**Requirements**
Rewrite the listing below, starting at the line that contains "the stool footrest" and ending at its final line, keeping every line, requests included. Add 87 to each x and y coordinate in the answer points, leaving the sample points inside the requests unchanged.

╔══

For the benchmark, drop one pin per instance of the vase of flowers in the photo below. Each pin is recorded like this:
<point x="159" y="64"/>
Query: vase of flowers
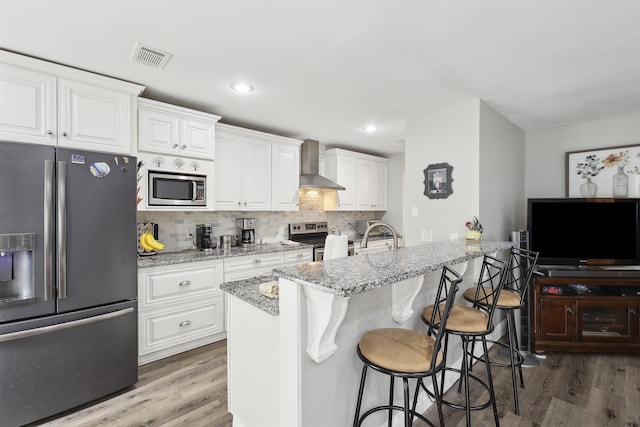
<point x="474" y="229"/>
<point x="586" y="170"/>
<point x="620" y="179"/>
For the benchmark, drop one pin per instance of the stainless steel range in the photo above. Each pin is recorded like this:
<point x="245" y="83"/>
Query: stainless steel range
<point x="313" y="233"/>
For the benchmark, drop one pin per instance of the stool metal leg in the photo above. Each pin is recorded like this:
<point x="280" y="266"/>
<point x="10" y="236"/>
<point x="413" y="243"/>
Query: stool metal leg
<point x="492" y="394"/>
<point x="465" y="371"/>
<point x="363" y="376"/>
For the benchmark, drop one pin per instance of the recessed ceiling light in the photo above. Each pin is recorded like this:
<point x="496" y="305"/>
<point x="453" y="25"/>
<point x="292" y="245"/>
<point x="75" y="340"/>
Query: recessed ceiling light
<point x="242" y="87"/>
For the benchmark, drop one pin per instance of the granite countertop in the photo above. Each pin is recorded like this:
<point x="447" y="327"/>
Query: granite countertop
<point x="169" y="258"/>
<point x="354" y="275"/>
<point x="247" y="291"/>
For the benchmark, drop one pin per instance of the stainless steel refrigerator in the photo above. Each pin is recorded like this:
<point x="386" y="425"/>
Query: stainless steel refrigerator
<point x="68" y="321"/>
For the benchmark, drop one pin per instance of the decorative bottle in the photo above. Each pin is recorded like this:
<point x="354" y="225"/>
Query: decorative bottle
<point x="620" y="183"/>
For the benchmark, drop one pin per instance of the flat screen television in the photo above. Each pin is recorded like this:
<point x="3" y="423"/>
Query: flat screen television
<point x="584" y="232"/>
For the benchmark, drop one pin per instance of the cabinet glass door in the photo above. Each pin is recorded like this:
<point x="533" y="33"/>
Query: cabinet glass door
<point x="607" y="321"/>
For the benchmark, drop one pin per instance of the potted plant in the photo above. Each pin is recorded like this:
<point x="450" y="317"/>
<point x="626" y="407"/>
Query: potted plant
<point x="474" y="229"/>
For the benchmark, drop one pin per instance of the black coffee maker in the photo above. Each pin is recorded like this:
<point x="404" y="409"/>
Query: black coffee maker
<point x="246" y="231"/>
<point x="204" y="237"/>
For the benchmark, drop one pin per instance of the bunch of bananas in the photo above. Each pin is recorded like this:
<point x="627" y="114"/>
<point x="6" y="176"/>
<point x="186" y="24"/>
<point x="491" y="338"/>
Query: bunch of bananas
<point x="149" y="244"/>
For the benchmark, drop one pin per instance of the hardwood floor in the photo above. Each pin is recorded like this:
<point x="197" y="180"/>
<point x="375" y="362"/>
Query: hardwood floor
<point x="189" y="389"/>
<point x="566" y="389"/>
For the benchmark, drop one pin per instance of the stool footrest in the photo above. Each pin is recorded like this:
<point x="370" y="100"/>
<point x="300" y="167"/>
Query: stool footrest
<point x="462" y="406"/>
<point x="395" y="408"/>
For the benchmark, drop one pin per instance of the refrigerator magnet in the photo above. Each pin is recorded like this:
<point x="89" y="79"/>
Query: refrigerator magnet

╚══

**Task result**
For the benchmark, drop one pin per instance of the stool footrest in the photo above. Each pin is recorded like this:
<point x="370" y="100"/>
<point x="300" y="167"/>
Query: stool footrest
<point x="549" y="493"/>
<point x="482" y="495"/>
For the benchmark, drop one pin per instance of the refrigerator magnet in the photo above. Each pin is recorded like this:
<point x="89" y="79"/>
Query: refrigerator magnet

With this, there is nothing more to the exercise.